REQUEST A: List each line of the records that contains the word "position", treating uppercase and lowercase as different.

TEXT SHOWN:
Stage2 task2 tier5 (#16)

* core: Stage 2 Task 2 tier 5a — compile defmulti + defmethod

defmulti/defmethod become macros (30-macros) over ctx-capturing
clojure.core fns (defmulti-setup/defmethod-setup, interned by
install-stateful-fns!):
- defmulti: (defmulti name dispatch & opts) -> (defmulti-setup 'name
  dispatch ~@opts). name quoted; dispatch + opts (:default/:hierarchy)
  evaluated. defmulti-setup builds the dispatch closure over the method
  table and interns the var (same hierarchy/default/cache behavior).
- defmethod: (defmethod mm dval & fn-tail) -> (defmethod-setup 'mm dval
  (fn ~@fn-tail)). The method impl is now a COMPILED (fn …) (was an
  interpreted fn* eval). Auto-creates the multimethod if missing.
- removed their special-symbol? entries + eval-list arms, and dropped them
  from host_iface special-names + loader stateful-head?.

Both compile + interpret as plain invokes; dispatch incl. :default and
derive/hierarchy works in both modes.

Tests: evaluator-test (defmulti case) + namespace-test now use init (these
forms are overlay macros now, so a bare make-ctx lacks them).

Gate green: conformance 269x3, fallback-zero 38/4, bootstrap-fixpoint
stage1==2==3, self-host, staged-bootstrap, sci-bootstrap, clojure-test-suite
>=4034/67, features 78/78, all unit + spec (multimethods 16/16).

RECORDS SHOWN:
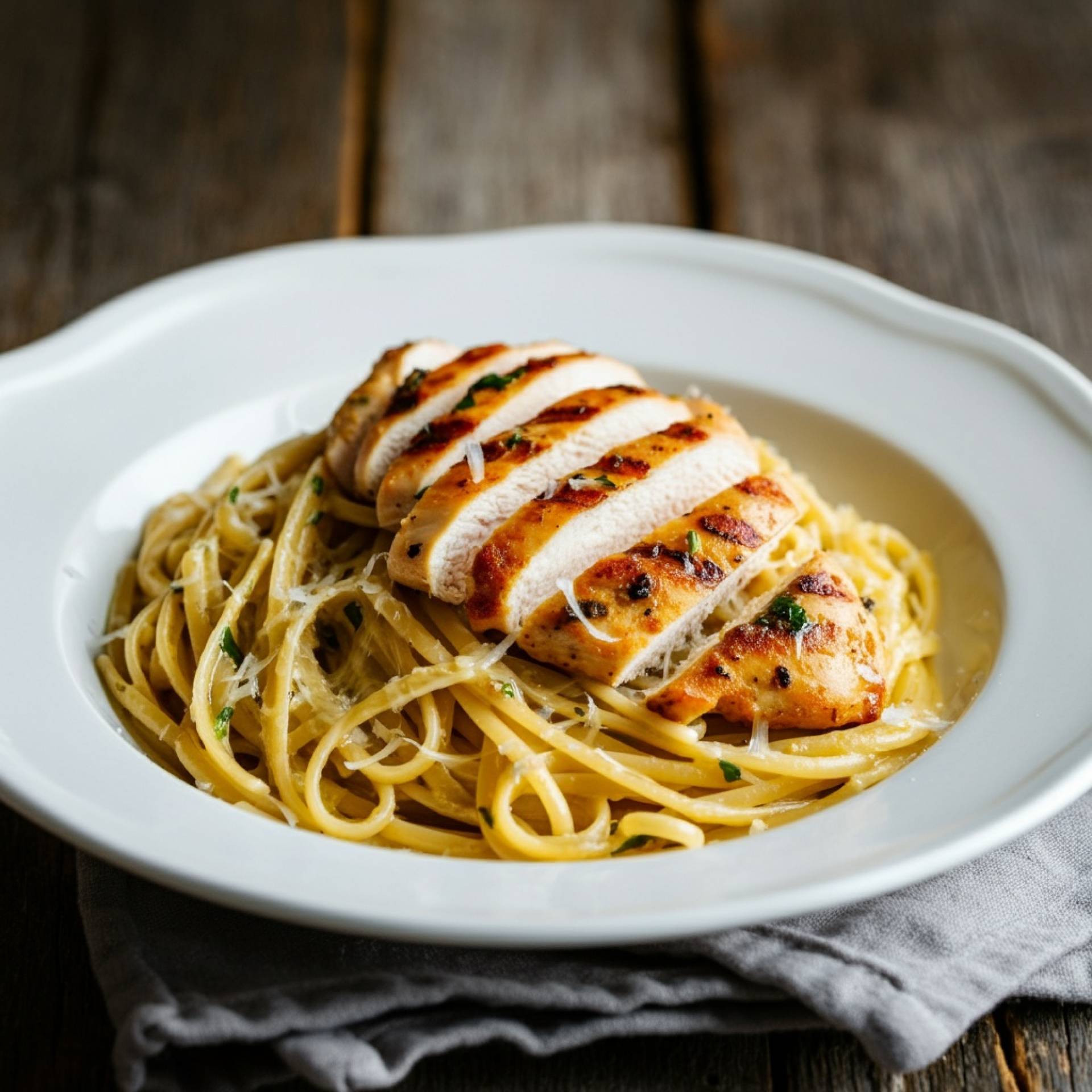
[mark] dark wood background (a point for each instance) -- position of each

---

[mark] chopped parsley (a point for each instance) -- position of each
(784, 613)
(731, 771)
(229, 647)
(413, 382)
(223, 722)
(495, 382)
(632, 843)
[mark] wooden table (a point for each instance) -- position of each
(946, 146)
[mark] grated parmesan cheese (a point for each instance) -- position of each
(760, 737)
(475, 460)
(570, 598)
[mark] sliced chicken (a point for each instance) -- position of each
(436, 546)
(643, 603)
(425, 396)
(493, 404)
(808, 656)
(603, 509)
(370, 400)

REQUEST B: In the commit message about defmulti and defmethod, list every hyphenated check name that appears after "Gate green:".

EXERCISE SOLUTION A:
[mark] dark wood background (a point for each instance) -- position of each
[mark] chopped parsley (a point for each instance) -- position of each
[mark] wooden table (a point for each instance) -- position of each
[mark] grated parmesan cheese (a point for each instance) -- position of each
[mark] sliced chicken (a point for each instance) -- position of each

EXERCISE SOLUTION B: fallback-zero, bootstrap-fixpoint, self-host, staged-bootstrap, sci-bootstrap, clojure-test-suite